Task objective:
Each entry below is to be extracted exactly.

Data supplied:
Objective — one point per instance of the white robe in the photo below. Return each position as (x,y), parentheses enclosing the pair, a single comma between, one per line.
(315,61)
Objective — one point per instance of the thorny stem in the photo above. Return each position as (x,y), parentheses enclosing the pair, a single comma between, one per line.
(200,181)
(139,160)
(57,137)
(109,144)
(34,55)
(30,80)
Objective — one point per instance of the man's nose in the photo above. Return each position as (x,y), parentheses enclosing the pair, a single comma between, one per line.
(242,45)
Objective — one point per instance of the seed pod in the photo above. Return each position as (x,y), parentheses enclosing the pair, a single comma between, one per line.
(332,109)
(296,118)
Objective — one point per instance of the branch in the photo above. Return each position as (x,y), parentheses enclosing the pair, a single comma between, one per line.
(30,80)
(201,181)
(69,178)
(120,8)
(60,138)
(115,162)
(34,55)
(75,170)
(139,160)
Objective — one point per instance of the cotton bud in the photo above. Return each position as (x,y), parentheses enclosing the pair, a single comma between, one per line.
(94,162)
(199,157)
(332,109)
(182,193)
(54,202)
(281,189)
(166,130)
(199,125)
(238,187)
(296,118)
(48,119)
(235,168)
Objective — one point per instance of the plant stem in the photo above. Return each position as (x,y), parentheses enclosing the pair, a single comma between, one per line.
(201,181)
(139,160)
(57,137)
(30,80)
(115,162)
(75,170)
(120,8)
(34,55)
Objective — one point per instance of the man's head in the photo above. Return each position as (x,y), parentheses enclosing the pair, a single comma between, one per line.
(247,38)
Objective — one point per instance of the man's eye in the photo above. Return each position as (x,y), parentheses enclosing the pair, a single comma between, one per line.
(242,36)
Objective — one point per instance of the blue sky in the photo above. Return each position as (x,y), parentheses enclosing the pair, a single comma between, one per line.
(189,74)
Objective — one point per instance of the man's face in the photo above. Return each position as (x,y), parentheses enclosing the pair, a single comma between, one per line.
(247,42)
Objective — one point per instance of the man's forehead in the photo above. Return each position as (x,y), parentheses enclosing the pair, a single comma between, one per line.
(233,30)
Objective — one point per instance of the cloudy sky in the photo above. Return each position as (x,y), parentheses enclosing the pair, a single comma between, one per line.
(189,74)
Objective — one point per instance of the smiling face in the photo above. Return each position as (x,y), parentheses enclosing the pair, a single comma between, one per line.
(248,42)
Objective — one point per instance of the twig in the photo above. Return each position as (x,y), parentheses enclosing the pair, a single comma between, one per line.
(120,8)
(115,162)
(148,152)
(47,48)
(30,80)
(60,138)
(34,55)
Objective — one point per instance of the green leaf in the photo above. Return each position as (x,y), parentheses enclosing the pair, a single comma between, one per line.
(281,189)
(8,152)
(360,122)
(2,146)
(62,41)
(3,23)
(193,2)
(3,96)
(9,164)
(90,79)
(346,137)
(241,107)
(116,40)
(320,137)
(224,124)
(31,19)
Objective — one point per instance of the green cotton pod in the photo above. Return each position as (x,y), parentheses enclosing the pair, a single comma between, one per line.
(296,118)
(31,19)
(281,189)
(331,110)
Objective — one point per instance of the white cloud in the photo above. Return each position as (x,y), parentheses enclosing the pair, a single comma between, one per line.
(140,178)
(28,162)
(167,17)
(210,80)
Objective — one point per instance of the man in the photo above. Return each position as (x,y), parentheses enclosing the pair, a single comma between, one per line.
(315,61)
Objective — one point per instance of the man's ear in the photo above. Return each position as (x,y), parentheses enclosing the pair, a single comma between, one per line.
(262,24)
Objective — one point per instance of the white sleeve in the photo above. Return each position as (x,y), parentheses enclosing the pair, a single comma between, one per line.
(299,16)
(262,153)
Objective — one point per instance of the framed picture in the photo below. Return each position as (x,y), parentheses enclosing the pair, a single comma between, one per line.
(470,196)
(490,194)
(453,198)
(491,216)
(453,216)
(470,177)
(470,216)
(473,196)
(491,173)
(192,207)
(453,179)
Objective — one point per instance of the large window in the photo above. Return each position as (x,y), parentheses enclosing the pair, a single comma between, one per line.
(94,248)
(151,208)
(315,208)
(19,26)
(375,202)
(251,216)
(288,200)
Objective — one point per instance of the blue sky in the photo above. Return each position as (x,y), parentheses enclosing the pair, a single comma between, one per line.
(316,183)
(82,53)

Task solution:
Objective — one point per instance of the white robe in the photo below. Return each position as (x,y), parentheses enclosing the pair, a single comma between, one per line.
(315,61)
Objective — one point per instance of the thorny stem in the photo above. Return each position as (x,y), parentheses enclosing the pair, a single comma between, one per line.
(200,181)
(139,160)
(57,137)
(109,144)
(34,55)
(30,80)
Objective — one point per instance of the man's nose in the photo above. Return each position as (x,y), parentheses enclosing the pair, a single comma between, one per line.
(242,45)
Objective — one point per instance of the seed pod in the photo above. Return each position as (x,y), parentheses enclosing the pair, a single comma between, one per line.
(332,109)
(296,118)
Objective — one point per instance of the branch in the photo above. Return each position as (x,y), parentheses enclosing the pair, a single comma between, one per line.
(30,80)
(201,181)
(69,178)
(120,8)
(60,138)
(115,162)
(34,55)
(75,170)
(139,160)
Objective — one point per instance of the cotton bud in the photo above. Return each position as (x,y), parentheses enclosing the pair, a single comma between, one per line.
(94,162)
(199,157)
(332,109)
(182,193)
(54,202)
(281,189)
(166,130)
(199,125)
(238,187)
(296,118)
(48,119)
(235,168)
Objective — one point per instance of the plant stem in the photo above. Return each position as (x,y), parentheses enclosing the pair, a single comma between, one per line.
(201,181)
(139,160)
(57,137)
(30,80)
(115,162)
(75,170)
(120,8)
(34,55)
Objective — one point per instance of the man's head in the photo above. Return each position as (x,y), parentheses enclosing the pair, a single comma between, one per line.
(247,38)
Objective — one point per instance of the man's eye in the photo above. Return each position as (x,y), parentheses enclosing the pair, a single comma between, one per line.
(242,36)
Objective — one point per instance of the blue sky in the photo above. Return each position as (x,y), parentheses enclosing the pair, a single comma between, one per line.
(189,74)
Objective — one point per instance of the man's face in the photo above. Return each position as (x,y), parentheses enclosing the pair, a single comma between, one per line.
(247,42)
Objective — one point per instance of the man's forehead in the photo above. Return each position as (x,y), parentheses enclosing the pair, a single comma between, one per line.
(233,30)
Objective — one point per instance of the cloudy sky in the photo above. Return each position as (x,y), parentheses enclosing the pair, a single comma between, one per line.
(189,74)
Objective — one point per instance of the smiling face in the photo above. Return each position as (x,y), parentheses enclosing the pair, a single comma between, one per line.
(248,42)
Objective — one point per instance of the twig in the photo above. Return each position as (x,y), parentheses enclosing the pair, a single comma between, one per line.
(120,8)
(115,162)
(148,152)
(47,48)
(30,80)
(60,138)
(34,55)
Objective — one point per instance of the green leaf in the photo above. Return each position as (x,y), parentheses enclosing the pair, a single comma between, one per line.
(281,189)
(8,152)
(360,122)
(2,146)
(62,41)
(3,23)
(193,2)
(3,96)
(9,164)
(90,79)
(346,137)
(241,107)
(116,40)
(320,137)
(224,124)
(31,19)
Objective — one point per instance of the green cotton pod in the photo above. Return each position as (x,y), parentheses enclosing the pair, a single comma between, one per line.
(296,118)
(31,19)
(281,189)
(331,110)
Objective — one point per instance of the white cloud in the photo above. Return each position as (x,y), parentheses enclosing the pair, a single comma between, one per line.
(140,178)
(28,162)
(167,17)
(210,80)
Objective — one point per instance of the man in the photo above. Return each position as (x,y), parentheses enclosing the pair, a single comma between, one per line.
(315,61)
Objective — one point per instance of the man's ear in the photo above. Return each position as (x,y), parentheses enclosing the pair, a single comma between, one per line.
(262,24)
Objective — one point per instance of the white sleeve in the photo above. Return each position as (x,y), parentheses enclosing the pair, a single comma between, one per line.
(299,16)
(262,153)
Objective — one point per instance of the framed picture in the photo below. Return each position as (x,y), parentheses enclosing the pair, a single comma between, one per line.
(470,196)
(490,194)
(453,198)
(491,216)
(453,216)
(470,177)
(470,216)
(473,196)
(491,173)
(192,207)
(453,179)
Objective — one point per instance of the large window in the photo above. Return each position as (x,y), parentheses enclosing the pair, a single comma between, one per line.
(94,248)
(151,208)
(315,208)
(19,26)
(375,202)
(251,216)
(288,200)
Objective — one point per instance of the blue sky in the photo above. Return each position as (x,y), parentheses enclosing the pair, a single comma between, one per line.
(316,183)
(82,53)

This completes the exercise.